THE TASK: List every line in the items that contains the word "mountain", copying each line in full. Case counts, so a line matches only if its capitalization is the same as the word's.

★ ★ ★ ★ ★ ★ ★

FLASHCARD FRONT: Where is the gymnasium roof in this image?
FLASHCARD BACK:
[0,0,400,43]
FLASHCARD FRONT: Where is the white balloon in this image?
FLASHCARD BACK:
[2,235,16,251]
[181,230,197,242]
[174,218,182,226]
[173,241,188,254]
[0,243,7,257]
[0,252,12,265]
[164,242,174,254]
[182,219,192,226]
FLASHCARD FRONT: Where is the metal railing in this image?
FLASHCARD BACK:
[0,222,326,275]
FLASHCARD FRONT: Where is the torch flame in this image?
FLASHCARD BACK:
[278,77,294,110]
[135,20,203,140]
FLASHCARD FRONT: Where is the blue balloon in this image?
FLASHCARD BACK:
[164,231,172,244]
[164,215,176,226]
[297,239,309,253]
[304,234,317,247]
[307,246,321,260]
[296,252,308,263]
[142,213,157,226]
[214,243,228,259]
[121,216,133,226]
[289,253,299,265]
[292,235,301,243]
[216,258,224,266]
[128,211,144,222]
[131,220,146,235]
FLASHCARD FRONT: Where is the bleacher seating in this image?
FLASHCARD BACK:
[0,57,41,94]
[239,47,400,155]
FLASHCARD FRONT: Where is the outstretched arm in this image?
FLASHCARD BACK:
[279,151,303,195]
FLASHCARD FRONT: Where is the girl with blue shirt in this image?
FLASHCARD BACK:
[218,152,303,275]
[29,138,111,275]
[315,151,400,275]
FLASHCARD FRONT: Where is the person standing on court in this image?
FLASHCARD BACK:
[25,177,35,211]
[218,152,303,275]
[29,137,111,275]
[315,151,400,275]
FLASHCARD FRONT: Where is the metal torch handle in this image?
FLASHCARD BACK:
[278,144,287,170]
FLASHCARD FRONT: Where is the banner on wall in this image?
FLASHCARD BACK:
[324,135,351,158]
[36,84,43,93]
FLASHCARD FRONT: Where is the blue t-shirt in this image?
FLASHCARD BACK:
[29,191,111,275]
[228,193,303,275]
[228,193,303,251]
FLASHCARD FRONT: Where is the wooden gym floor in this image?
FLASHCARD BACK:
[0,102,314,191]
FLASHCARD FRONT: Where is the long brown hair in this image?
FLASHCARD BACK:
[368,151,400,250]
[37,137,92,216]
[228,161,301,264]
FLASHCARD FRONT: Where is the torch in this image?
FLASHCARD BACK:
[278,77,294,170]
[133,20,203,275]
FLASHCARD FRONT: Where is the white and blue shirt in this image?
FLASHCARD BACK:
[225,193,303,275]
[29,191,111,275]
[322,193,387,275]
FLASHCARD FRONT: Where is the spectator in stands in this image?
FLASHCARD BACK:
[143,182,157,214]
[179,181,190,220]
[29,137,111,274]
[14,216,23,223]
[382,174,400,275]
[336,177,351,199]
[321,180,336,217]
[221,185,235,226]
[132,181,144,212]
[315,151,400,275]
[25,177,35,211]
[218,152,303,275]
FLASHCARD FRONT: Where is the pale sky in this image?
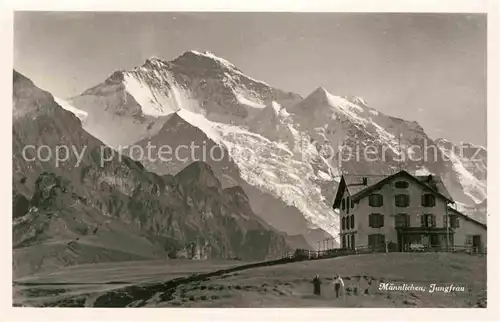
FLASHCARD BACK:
[14,12,486,145]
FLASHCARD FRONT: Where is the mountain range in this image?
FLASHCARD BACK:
[13,51,487,274]
[13,71,298,277]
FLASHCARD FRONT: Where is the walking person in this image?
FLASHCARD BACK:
[333,274,344,298]
[312,275,321,295]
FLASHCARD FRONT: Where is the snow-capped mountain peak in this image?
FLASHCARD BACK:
[68,50,486,243]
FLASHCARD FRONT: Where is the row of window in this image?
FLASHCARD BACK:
[368,193,436,207]
[340,196,354,213]
[340,234,356,249]
[342,215,354,230]
[368,214,460,228]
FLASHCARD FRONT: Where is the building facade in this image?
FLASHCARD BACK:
[333,171,486,251]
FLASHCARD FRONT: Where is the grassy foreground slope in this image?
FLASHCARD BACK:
[14,253,486,307]
[148,253,486,307]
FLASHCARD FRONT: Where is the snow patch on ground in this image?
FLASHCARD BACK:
[54,97,88,122]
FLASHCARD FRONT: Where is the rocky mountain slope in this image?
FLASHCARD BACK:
[68,51,486,239]
[13,71,295,276]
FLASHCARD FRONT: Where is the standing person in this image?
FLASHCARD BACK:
[333,274,344,298]
[313,275,321,295]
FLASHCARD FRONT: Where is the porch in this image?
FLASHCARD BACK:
[396,227,454,252]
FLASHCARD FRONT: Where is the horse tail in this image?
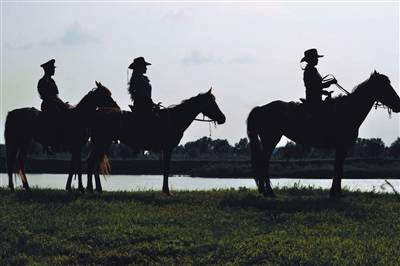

★ ★ ★ ★ ★ ★ ★

EXERCISE RESPONSE:
FLASHCARD FRONT: Where is the mountain range in this image?
FLASHCARD FRONT: Where is the snow-capped mountain peak in this image?
FLASHCARD FRONT: Where is the rocky mountain slope in this image?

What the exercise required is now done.